# AIM OF THE TASK
The expected output is the complete data, reproduced exactly.

(EXCERPTED DATA Opens)

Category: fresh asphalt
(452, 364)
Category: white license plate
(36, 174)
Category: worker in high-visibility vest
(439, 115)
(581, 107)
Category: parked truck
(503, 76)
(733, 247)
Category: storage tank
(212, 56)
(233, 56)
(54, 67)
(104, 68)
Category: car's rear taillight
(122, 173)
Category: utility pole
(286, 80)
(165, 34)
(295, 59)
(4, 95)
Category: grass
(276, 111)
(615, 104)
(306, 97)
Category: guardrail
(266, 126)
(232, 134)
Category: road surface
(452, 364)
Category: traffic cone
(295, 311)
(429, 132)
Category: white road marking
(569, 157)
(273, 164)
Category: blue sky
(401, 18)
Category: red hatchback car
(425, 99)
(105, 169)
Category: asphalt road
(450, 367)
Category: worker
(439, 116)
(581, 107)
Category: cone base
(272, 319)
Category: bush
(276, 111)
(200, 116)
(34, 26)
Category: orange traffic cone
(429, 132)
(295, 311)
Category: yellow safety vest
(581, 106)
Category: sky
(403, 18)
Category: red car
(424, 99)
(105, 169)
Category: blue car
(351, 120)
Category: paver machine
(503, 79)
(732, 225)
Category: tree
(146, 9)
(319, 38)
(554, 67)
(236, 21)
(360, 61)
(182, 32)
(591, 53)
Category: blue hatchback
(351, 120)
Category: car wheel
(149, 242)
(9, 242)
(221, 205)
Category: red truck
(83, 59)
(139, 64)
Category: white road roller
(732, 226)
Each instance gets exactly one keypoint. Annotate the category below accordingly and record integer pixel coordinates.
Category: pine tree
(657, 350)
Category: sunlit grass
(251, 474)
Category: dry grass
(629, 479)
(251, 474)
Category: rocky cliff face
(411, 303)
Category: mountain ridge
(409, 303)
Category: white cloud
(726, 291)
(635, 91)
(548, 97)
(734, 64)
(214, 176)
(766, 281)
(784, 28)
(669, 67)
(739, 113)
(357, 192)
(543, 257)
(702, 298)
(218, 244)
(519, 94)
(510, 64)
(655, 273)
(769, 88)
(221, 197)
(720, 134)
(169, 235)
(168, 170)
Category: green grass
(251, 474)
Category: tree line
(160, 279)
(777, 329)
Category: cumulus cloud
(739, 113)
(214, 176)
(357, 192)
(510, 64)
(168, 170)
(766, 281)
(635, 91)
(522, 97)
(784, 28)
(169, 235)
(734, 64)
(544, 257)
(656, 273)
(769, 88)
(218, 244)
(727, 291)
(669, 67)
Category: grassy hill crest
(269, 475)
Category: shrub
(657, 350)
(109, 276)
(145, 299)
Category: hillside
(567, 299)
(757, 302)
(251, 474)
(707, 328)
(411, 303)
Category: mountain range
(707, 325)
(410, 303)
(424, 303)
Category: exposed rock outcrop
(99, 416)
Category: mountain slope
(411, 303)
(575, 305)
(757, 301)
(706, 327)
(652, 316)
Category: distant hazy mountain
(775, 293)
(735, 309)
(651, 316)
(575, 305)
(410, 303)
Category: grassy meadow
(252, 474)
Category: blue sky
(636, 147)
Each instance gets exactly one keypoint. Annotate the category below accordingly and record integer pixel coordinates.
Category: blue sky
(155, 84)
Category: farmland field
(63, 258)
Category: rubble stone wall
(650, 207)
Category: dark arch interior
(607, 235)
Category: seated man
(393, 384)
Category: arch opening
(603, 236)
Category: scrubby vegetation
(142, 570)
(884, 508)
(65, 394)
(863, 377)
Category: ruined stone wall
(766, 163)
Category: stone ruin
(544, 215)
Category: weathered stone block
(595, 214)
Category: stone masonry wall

(EXCERPTED DATA Closes)

# OUTPUT BELOW
Category: fresh asphalt
(452, 364)
Category: white license plate
(36, 174)
Category: worker in high-visibility vest
(439, 115)
(581, 107)
Category: parked truck
(503, 76)
(733, 247)
Category: storage tank
(212, 56)
(233, 56)
(54, 67)
(104, 68)
Category: car's rear taillight
(122, 173)
Category: utility pole
(286, 80)
(165, 34)
(295, 59)
(4, 95)
Category: grass
(276, 111)
(615, 104)
(306, 97)
Category: guardrail
(266, 126)
(232, 134)
Category: road surface
(452, 364)
Category: traffic cone
(295, 311)
(429, 132)
Category: white road marking
(569, 157)
(273, 164)
Category: blue sky
(401, 18)
Category: red hatchback car
(425, 99)
(105, 169)
Category: asphalt road
(450, 367)
Category: worker
(439, 116)
(581, 107)
Category: cone base
(272, 319)
Category: bush
(276, 111)
(200, 116)
(34, 26)
Category: orange traffic cone
(429, 132)
(295, 311)
Category: yellow safety vest
(581, 106)
Category: sky
(403, 18)
Category: red car
(424, 99)
(105, 169)
Category: blue car
(351, 120)
Category: paver machine
(503, 79)
(732, 225)
Category: tree
(146, 9)
(319, 38)
(554, 67)
(236, 21)
(360, 61)
(182, 32)
(591, 53)
Category: blue hatchback
(351, 120)
Category: car wheel
(149, 242)
(9, 242)
(221, 205)
Category: red truck
(83, 59)
(139, 64)
Category: white road roller
(732, 226)
Each instance gets exactly one keypoint. Annotate the category below accordingly and record integer pixel coordinates.
Category: pine tree
(657, 350)
Category: sunlit grass
(251, 474)
Category: dry grass
(629, 479)
(251, 474)
Category: rocky cliff face
(411, 303)
Category: mountain ridge
(409, 303)
Category: white cloud
(726, 291)
(635, 91)
(548, 97)
(734, 64)
(214, 176)
(766, 281)
(784, 28)
(669, 67)
(739, 113)
(357, 192)
(543, 257)
(702, 298)
(218, 244)
(519, 94)
(510, 64)
(655, 273)
(769, 88)
(221, 197)
(720, 134)
(169, 235)
(168, 170)
Category: green grass
(251, 474)
Category: tree line
(160, 279)
(777, 329)
Category: cumulus cloud
(739, 113)
(214, 176)
(357, 192)
(510, 64)
(168, 170)
(766, 281)
(635, 91)
(522, 97)
(784, 28)
(169, 235)
(734, 64)
(544, 257)
(656, 273)
(769, 88)
(218, 244)
(727, 291)
(669, 67)
Category: grassy hill crest
(269, 475)
Category: shrub
(657, 350)
(109, 276)
(145, 299)
Category: hillside
(567, 299)
(757, 302)
(251, 474)
(707, 328)
(411, 303)
Category: mountain range
(707, 325)
(410, 303)
(424, 303)
Category: exposed rock outcrop
(99, 416)
Category: mountain slope
(411, 303)
(575, 305)
(757, 301)
(706, 327)
(652, 316)
Category: distant hazy mountain
(775, 293)
(735, 309)
(651, 316)
(575, 305)
(410, 303)
Category: grassy meadow
(252, 474)
Category: blue sky
(636, 147)
Each instance gets exactly one keypoint. Annotate the category below accordingly and record integer pixel coordinates.
Category: blue sky
(155, 84)
Category: farmland field
(63, 258)
Category: rubble stone wall
(650, 207)
Category: dark arch interior
(607, 235)
Category: seated man
(393, 384)
Category: arch opening
(603, 236)
Category: scrubby vegetation
(142, 570)
(884, 508)
(65, 394)
(863, 377)
Category: ruined stone wall
(766, 163)
Category: stone ruin
(544, 215)
Category: weathered stone block
(595, 214)
Category: stone masonry wall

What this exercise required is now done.